--- TESTO DA LEGGERE ---

Domenica 17 i cittadini sono chiamati ad esprimersi sul quesito referendario in materia di trivellazioni per estrarre petrolio o gas entro il limite delle 12 miglia marine dalla costa.
Per votare è necessario recarsi al seggio elettorale muniti di certificato elettorale (in caso di smarrimento è possibile richiederne una copia all’ufficio elettorale comunale di zona) e di documento di identità valido.
Il quesito chiede ai cittadini se sono favorevoli o contrari all’abrogazione del terzo periodo del comma 17 dell’articolo 6 del Codice dell’Ambiente che consente alle società che hanno in concessione l’estrazione di petrolio e/o gas dai giacimenti entro le 12 miglia marine dalla costa di continuare ad estrarre anche alla scadenza della concessione, fino a quando non sia esaurito il giacimento.
ITER PROCEDURALE
Originariamente i quesiti referendari proposti erano sei, ed erano stati promossi da 9 consigli regionali (Veneto, Liguria, Marche, Molise, Campania, Puglia, Basilicata, Calabria e Sardegna, più l’Abruzzo che successivamente ha rinunciato a prendere parte all’iniziativa) su iniziativa delle associazioni ambientaliste.
La Costituzione prevede che il referendum possa essere proposto, oltre che dai cittadini tramite la raccolta di firme, anche dall’iniziativa di almeno 5 Consigli Regionali. Storicamente quello del 17 aprile è il primo referendum indetto su iniziativa dei Consigli Regionali.

--- MATERIALE DI RIFERIMENTO ---

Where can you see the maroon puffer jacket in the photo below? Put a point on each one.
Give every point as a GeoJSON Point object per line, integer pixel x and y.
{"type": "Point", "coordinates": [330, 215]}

---

Indichi se le seguenti affermazioni concordano con il testo sul referendum sulle trivellazioni, motivando ciascuna risposta con le parole del testo citate testualmente: 1. Per votare occorre presentarsi al seggio con il certificato elettorale. 2. In origine i quesiti referendari proposti erano dieci. 3. Il referendum del 17 aprile è il primo indetto su iniziativa dei Consigli Regionali.

▸ SOLUZIONE
1. Sì: «Per votare è necessario recarsi al seggio elettorale muniti di certificato elettorale».
2. No: «Originariamente i quesiti referendari proposti erano sei».
3. Sì: «Storicamente quello del 17 aprile è il primo referendum indetto su iniziativa dei Consigli Regionali».